-- Task prompt --
Word for word, repeat the lines of the records from the one containing "Please identify the front" through the last line, both included.

Point labeling examples
■ ■ ■ ■ ■

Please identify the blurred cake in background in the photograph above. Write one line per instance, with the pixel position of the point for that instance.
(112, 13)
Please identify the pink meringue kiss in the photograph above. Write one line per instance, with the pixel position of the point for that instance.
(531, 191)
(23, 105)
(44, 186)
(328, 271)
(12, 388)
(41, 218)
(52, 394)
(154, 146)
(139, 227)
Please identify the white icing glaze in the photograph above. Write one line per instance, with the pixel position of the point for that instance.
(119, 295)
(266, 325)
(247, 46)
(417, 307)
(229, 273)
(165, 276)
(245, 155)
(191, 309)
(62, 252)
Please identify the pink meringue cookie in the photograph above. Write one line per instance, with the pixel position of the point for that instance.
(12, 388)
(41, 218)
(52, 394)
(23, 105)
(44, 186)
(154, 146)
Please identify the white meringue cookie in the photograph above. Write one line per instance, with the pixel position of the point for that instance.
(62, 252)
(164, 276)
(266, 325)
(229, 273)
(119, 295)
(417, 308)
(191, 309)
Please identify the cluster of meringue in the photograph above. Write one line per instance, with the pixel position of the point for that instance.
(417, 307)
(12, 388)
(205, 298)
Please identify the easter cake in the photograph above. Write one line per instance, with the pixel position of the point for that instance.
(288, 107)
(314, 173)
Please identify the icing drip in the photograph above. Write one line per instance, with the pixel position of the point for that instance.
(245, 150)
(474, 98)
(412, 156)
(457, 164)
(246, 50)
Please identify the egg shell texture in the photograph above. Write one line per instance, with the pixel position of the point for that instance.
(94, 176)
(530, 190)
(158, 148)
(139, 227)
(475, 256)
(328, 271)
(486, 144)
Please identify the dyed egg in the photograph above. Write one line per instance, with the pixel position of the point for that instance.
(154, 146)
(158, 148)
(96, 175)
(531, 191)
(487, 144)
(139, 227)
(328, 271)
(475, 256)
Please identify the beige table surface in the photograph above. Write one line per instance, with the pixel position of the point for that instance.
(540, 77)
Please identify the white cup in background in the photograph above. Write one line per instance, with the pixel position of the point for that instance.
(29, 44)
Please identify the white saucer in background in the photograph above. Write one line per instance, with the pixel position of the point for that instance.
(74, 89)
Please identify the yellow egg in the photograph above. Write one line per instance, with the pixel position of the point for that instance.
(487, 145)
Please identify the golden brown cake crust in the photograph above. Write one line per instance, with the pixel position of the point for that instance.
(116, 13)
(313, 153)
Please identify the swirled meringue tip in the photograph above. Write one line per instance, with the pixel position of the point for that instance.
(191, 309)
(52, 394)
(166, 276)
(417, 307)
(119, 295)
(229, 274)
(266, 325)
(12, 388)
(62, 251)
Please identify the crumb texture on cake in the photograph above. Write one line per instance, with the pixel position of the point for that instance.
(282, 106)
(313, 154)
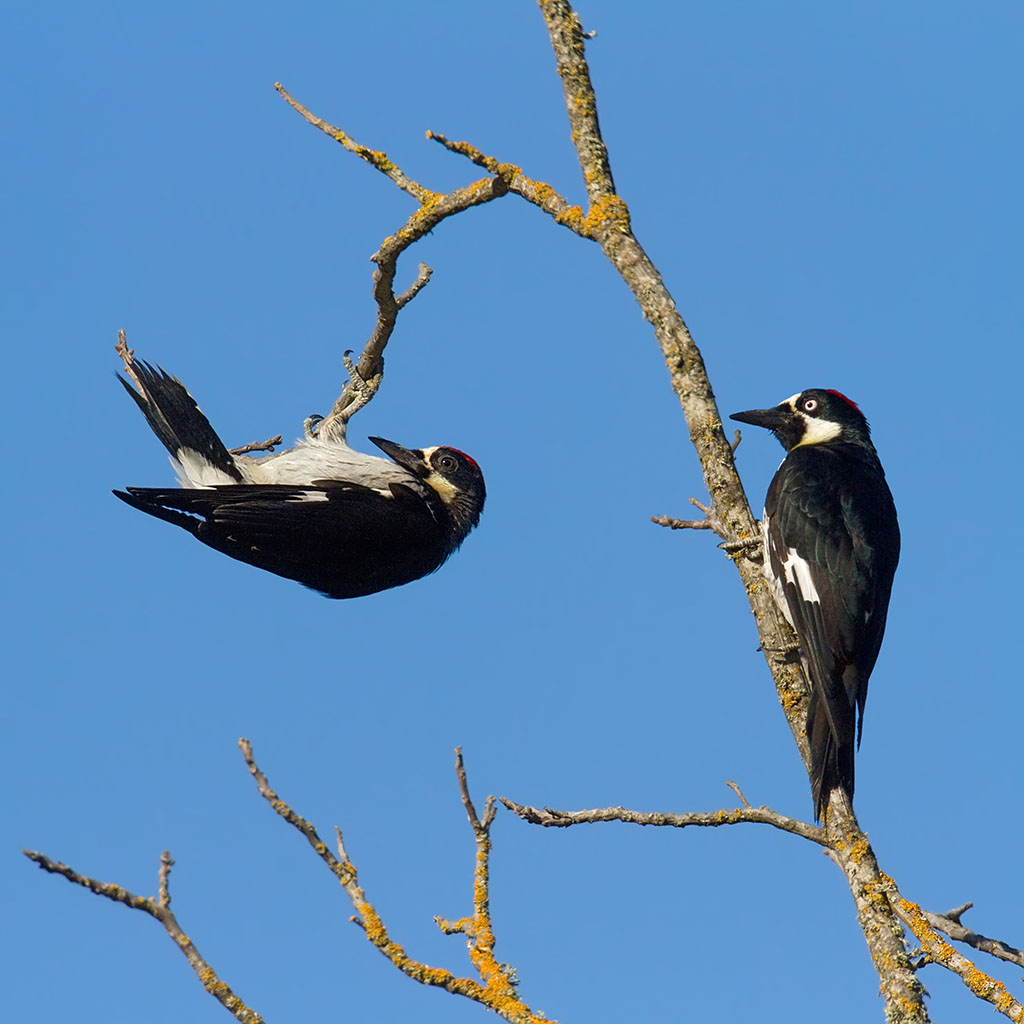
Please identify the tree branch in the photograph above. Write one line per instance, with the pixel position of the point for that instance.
(365, 376)
(161, 909)
(941, 952)
(497, 987)
(950, 925)
(551, 818)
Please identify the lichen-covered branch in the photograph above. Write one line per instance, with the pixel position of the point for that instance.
(367, 373)
(161, 909)
(551, 818)
(939, 951)
(496, 989)
(949, 924)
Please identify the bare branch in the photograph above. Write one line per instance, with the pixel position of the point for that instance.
(161, 909)
(665, 520)
(551, 818)
(949, 924)
(366, 378)
(375, 158)
(166, 863)
(423, 275)
(739, 793)
(496, 989)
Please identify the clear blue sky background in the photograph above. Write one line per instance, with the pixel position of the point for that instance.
(833, 195)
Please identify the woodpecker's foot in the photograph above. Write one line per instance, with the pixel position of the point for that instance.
(750, 548)
(266, 445)
(784, 653)
(361, 388)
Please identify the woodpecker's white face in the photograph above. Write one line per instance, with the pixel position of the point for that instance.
(816, 429)
(817, 416)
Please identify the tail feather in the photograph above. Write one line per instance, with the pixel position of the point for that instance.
(176, 419)
(832, 757)
(153, 502)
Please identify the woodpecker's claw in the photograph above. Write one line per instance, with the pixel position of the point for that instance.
(751, 547)
(365, 389)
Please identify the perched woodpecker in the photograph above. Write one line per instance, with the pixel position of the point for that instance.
(832, 544)
(337, 520)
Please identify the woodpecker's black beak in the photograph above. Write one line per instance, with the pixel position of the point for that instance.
(770, 419)
(413, 461)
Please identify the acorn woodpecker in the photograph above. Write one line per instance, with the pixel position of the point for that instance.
(334, 519)
(832, 544)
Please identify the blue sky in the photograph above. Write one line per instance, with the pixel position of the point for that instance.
(832, 194)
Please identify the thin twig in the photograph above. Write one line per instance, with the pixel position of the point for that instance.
(739, 793)
(433, 208)
(161, 909)
(665, 520)
(495, 990)
(551, 818)
(375, 158)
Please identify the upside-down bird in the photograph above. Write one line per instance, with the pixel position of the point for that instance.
(830, 545)
(337, 520)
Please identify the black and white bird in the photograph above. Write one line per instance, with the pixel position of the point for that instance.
(335, 519)
(832, 544)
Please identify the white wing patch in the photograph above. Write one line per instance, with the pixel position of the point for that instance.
(194, 470)
(798, 571)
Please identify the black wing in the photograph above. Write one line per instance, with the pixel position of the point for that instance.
(833, 547)
(343, 540)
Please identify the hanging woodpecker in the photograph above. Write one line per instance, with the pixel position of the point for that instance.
(337, 520)
(830, 544)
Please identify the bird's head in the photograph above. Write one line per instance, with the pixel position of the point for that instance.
(452, 474)
(818, 416)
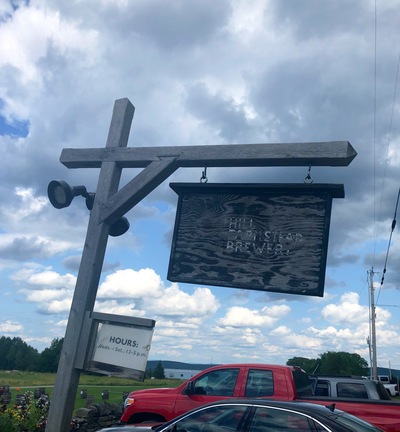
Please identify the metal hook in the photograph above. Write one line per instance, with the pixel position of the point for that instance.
(203, 178)
(308, 178)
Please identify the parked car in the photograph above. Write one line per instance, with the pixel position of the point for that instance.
(243, 380)
(348, 387)
(259, 415)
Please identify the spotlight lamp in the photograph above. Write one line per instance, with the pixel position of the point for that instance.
(61, 194)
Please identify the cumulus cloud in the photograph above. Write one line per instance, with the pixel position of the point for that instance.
(198, 73)
(10, 327)
(239, 316)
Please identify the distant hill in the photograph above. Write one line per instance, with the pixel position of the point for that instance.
(168, 364)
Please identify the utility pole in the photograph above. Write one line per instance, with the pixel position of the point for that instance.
(374, 373)
(111, 203)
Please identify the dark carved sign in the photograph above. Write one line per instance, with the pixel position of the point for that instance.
(268, 237)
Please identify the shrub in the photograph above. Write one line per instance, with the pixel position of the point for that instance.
(25, 415)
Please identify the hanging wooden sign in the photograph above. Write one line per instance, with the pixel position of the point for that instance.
(268, 237)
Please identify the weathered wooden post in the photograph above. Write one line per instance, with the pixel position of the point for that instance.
(110, 204)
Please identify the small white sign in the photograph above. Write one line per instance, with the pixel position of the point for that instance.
(123, 346)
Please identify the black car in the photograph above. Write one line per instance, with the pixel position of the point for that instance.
(258, 415)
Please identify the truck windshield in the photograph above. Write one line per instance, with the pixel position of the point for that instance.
(355, 424)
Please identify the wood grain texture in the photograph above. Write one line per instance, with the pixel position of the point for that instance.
(267, 239)
(332, 153)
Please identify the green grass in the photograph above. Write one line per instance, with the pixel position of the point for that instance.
(21, 382)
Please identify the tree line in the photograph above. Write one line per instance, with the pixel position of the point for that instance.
(15, 354)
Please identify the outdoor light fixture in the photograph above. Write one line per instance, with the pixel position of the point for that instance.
(61, 194)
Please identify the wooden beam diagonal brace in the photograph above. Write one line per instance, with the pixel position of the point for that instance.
(138, 188)
(334, 153)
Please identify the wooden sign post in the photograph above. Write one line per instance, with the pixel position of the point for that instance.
(110, 204)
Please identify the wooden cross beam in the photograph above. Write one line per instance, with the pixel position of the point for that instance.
(110, 204)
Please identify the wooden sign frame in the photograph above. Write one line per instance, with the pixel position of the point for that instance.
(267, 237)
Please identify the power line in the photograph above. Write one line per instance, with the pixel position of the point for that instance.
(390, 240)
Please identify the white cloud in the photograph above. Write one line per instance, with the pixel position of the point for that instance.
(243, 317)
(9, 327)
(132, 284)
(347, 311)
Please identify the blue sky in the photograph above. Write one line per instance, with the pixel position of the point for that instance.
(199, 73)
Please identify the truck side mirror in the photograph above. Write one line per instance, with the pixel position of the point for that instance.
(189, 389)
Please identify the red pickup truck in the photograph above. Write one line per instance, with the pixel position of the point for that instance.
(284, 383)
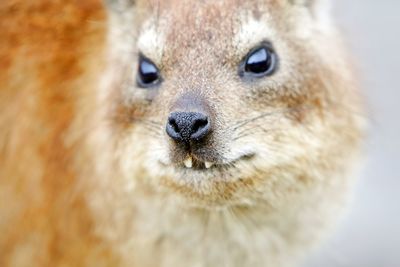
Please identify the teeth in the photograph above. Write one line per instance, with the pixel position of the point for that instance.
(188, 162)
(208, 164)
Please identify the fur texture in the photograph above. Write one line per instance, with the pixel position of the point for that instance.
(88, 176)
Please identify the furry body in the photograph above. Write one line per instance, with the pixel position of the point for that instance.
(88, 177)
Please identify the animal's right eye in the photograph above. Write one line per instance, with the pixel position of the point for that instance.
(148, 73)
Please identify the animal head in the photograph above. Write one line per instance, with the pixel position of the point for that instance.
(224, 102)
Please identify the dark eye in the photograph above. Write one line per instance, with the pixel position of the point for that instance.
(260, 62)
(148, 73)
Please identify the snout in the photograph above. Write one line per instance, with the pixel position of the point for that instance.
(188, 127)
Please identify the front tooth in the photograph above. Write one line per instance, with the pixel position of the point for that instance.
(188, 162)
(208, 164)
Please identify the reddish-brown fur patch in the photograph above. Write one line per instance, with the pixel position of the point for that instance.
(44, 49)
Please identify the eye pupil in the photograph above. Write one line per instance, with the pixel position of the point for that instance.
(148, 73)
(259, 62)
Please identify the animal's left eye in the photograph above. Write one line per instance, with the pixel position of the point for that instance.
(260, 62)
(148, 73)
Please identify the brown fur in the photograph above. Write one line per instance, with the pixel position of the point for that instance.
(78, 186)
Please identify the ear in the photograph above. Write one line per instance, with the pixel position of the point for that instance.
(119, 5)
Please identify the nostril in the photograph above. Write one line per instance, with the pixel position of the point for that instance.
(173, 124)
(199, 124)
(201, 128)
(173, 129)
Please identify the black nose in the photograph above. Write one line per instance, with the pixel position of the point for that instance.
(188, 126)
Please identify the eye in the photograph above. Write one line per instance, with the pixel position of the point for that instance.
(148, 73)
(260, 62)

■ ■ ■ ■ ■

-- Task output --
Please identify the front tooth in the photograph above. Write one line per instance, with the pixel position of the point for that instance.
(188, 162)
(208, 164)
Please identify the reddish-brown fur patch in the photograph above. Write one line per instance, with the pixel position of the point for that instance.
(44, 49)
Please identify the eye pupil in the photograph above. Write one line per instance, with the pixel position of the point for that instance.
(148, 73)
(259, 62)
Please identify the animal's left eye in the photograph above. Write one line per instance, with the pixel position of the point for that instance.
(260, 62)
(148, 73)
Please identify the brown fur in the photograph above. Write one line per instance, with the pixel position of the point for that instance.
(78, 186)
Please identify the ear in the photograph above. Write one line per instance, with the pixel position of the point for that instance.
(119, 5)
Please identify the nostril in the photograph above. Write one line per instance, with the pixel position of the point for that instance.
(173, 124)
(199, 124)
(201, 128)
(173, 129)
Please identify the black nose in the photograph above. Write one line per instance, with the pixel position of the point for that instance.
(188, 126)
Please identify the eye in the photograph above. Write one line per instance, with the pixel position of the point for that instance.
(148, 73)
(260, 62)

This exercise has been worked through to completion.